Stated problem:
Output each of the following lines exactly as it appears.

Object pointing dataset lines
○ ○ ○

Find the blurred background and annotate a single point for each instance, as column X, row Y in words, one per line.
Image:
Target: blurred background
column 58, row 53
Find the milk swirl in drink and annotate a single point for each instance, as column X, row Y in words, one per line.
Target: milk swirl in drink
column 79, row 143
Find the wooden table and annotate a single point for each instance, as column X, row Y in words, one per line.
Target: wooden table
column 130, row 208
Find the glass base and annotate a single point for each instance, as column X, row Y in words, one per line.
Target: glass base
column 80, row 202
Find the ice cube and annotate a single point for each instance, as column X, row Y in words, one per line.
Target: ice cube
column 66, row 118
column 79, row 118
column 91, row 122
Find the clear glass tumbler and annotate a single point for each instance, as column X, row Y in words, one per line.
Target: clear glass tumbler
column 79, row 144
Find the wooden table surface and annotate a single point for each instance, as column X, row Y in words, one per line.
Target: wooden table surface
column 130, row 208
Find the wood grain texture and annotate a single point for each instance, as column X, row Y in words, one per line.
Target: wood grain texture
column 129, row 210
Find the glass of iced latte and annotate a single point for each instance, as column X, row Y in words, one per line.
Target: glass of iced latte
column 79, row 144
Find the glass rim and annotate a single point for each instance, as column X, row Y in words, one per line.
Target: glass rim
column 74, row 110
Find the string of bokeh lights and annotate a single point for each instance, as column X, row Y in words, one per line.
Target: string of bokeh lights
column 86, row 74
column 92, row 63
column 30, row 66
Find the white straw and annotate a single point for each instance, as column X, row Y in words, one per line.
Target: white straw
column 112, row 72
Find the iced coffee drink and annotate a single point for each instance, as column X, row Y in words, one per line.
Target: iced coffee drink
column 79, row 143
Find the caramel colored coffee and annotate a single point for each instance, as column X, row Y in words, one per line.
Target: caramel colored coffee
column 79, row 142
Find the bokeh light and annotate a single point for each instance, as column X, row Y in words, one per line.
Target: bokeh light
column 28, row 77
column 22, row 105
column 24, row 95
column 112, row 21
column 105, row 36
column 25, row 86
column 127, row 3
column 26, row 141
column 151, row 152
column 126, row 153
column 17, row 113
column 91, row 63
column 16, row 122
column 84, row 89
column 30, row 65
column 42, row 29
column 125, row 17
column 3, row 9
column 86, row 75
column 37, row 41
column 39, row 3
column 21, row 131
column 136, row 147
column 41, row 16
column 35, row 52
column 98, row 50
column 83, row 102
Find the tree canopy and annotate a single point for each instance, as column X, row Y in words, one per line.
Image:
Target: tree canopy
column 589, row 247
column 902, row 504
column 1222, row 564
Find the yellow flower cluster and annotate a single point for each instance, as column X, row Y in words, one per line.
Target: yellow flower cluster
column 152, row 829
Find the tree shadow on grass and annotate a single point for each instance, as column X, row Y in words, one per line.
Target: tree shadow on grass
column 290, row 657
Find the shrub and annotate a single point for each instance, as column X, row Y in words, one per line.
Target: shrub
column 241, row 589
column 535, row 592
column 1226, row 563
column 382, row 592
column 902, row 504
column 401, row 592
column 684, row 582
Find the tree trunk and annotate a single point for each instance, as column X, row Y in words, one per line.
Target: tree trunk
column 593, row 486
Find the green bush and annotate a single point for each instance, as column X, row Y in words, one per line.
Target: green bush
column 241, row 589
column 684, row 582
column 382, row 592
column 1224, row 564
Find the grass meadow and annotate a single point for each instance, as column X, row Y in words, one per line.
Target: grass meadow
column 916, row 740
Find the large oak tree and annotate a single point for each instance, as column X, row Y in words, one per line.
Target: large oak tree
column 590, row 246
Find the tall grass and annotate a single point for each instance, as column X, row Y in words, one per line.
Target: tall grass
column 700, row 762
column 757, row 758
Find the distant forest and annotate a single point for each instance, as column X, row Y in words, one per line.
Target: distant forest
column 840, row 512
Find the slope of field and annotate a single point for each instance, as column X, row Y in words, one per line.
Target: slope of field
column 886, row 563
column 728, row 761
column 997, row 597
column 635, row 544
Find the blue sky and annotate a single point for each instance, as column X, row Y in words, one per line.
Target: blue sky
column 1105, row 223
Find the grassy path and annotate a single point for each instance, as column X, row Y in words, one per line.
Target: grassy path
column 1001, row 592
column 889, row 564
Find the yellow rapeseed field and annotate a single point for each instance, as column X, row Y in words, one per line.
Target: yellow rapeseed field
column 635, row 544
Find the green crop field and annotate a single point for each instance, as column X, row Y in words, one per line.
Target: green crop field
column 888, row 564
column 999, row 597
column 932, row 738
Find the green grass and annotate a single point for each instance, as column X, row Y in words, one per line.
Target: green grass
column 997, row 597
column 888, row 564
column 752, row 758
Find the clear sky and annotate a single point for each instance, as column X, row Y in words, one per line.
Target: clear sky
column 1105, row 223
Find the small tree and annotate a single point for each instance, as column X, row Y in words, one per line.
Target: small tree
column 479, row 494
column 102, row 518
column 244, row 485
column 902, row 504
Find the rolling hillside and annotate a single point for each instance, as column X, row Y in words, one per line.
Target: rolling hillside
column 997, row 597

○ ○ ○

Answer to this exercise:
Find the blurred background and annotate a single point for each instance, as column X, row Y in words, one per line.
Image:
Target: blurred background
column 58, row 53
Find the milk swirl in drink and annotate a single point for each instance, as column X, row Y in words, one per line.
Target: milk swirl in drink
column 79, row 143
Find the wooden table and annotate a single point for each instance, as column X, row Y in words, one per line.
Target: wooden table
column 130, row 208
Find the glass base and annotate a single point for each instance, as column X, row Y in words, one per line.
Target: glass base
column 80, row 202
Find the ice cube and annotate a single point for each instance, as column X, row Y in words, one per line.
Target: ice cube
column 66, row 118
column 79, row 118
column 91, row 122
Find the clear glass tumbler and annotate a single point for each instance, as column X, row Y in words, one per line.
Target: clear glass tumbler
column 79, row 144
Find the wooden table surface and annotate a single point for each instance, as column X, row Y in words, one per line.
Target: wooden table surface
column 130, row 208
Find the wood grain texture and annotate a single point for each instance, as column X, row Y in words, one per line.
Target: wood grain texture
column 129, row 210
Find the glass of iced latte and annotate a single point for each instance, as column X, row Y in words, one per line.
Target: glass of iced latte
column 79, row 144
Find the glass rim and annotate a single point for each instance, as column X, row Y in words, one per line.
Target: glass rim
column 74, row 110
Find the string of bokeh lights and annotate a single point for each instance, as column X, row Y in words, one per line.
Target: string of bokeh lights
column 86, row 74
column 92, row 63
column 30, row 66
Find the white straw and annotate a single point for each instance, as column X, row Y in words, one per line.
Target: white straw
column 112, row 72
Find the iced coffee drink and annotate a single point for each instance, as column X, row Y in words, one per line.
Target: iced coffee drink
column 79, row 143
Find the caramel colored coffee and annotate a single point for each instance, as column X, row Y in words, one per line.
Target: caramel colored coffee
column 79, row 142
Find the bokeh light and annotate a single point for each instance, as column X, row Y in words, one per line.
Target: bokeh light
column 28, row 77
column 22, row 105
column 24, row 95
column 112, row 21
column 105, row 36
column 25, row 86
column 127, row 3
column 26, row 141
column 151, row 152
column 126, row 153
column 17, row 113
column 91, row 63
column 16, row 122
column 84, row 89
column 30, row 65
column 42, row 29
column 125, row 17
column 3, row 9
column 86, row 75
column 37, row 41
column 39, row 3
column 21, row 131
column 136, row 147
column 41, row 16
column 35, row 52
column 98, row 50
column 83, row 102
Find the tree canopy and annotate a single point for each instance, as column X, row Y in words, one per line.
Image:
Target: tree canopy
column 589, row 247
column 902, row 504
column 1222, row 564
Find the yellow flower cluster and annotate a single point for each instance, as column X, row Y in words, one per line.
Target: yellow flower cluster
column 152, row 829
Find the tree shadow on grass and annotate a single point for each instance, as column X, row Y in words, one per line.
Target: tree shadow on grass
column 290, row 657
Find the shrub and annotate a single point for each instance, as column X, row Y in words, one per line.
Target: shrub
column 241, row 589
column 535, row 592
column 1226, row 563
column 382, row 592
column 902, row 504
column 401, row 592
column 684, row 582
Find the tree trunk and annotate a single point for each instance, as column X, row Y in words, one per line.
Target: tree trunk
column 593, row 486
Find the green bush and annotate a single point for each instance, as column X, row Y in words, one per line.
Target: green bush
column 241, row 589
column 684, row 582
column 382, row 592
column 1224, row 564
Find the grass meadow and annotate a single point for each instance, as column X, row Y in words, one per line.
Target: grass meadow
column 916, row 740
Find the large oak tree and annotate a single point for each instance, as column X, row Y in words, one per line.
Target: large oak tree
column 590, row 246
Find the tall grass and annotate a single point for each instance, as column X, row Y in words, one per line.
Target: tall grass
column 700, row 762
column 757, row 758
Find the distant forest and annotate a single point for each instance, as column X, row Y in words, one per line.
Target: distant forest
column 840, row 512
Find the slope of field and annotate a single point for each instance, as column X, row Y in words, one per line.
Target: slope of field
column 886, row 563
column 728, row 761
column 997, row 597
column 635, row 544
Find the blue sky and annotate a single point for each instance, as column X, row Y in words, one per line.
Target: blue sky
column 1105, row 223
Find the grassy path and annotate a single point for each instance, as column X, row Y in words, one per line.
Target: grassy path
column 1001, row 592
column 889, row 564
Find the yellow rapeseed field and annotate a single point for each instance, as column X, row Y in words, one per line.
Target: yellow rapeseed field
column 635, row 544
Find the green crop field and annotate a single point for each instance, as column X, row Y in words, one per line.
Target: green crop field
column 888, row 564
column 999, row 597
column 932, row 738
Find the green grass and annotate a single point for each instance, as column X, row Y in words, one per line.
Target: green grass
column 997, row 597
column 888, row 564
column 752, row 758
Find the clear sky and annotate a single point for each instance, as column X, row Y in words, one per line.
Target: clear sky
column 1105, row 223
Find the small tree and annotate a single point for each instance, as column X, row Y in words, one per line.
Target: small tree
column 479, row 494
column 102, row 518
column 244, row 485
column 902, row 504
Find the rolling hillside and annotate a single point for each instance, as column X, row Y in words, one per line.
Target: rolling hillside
column 997, row 597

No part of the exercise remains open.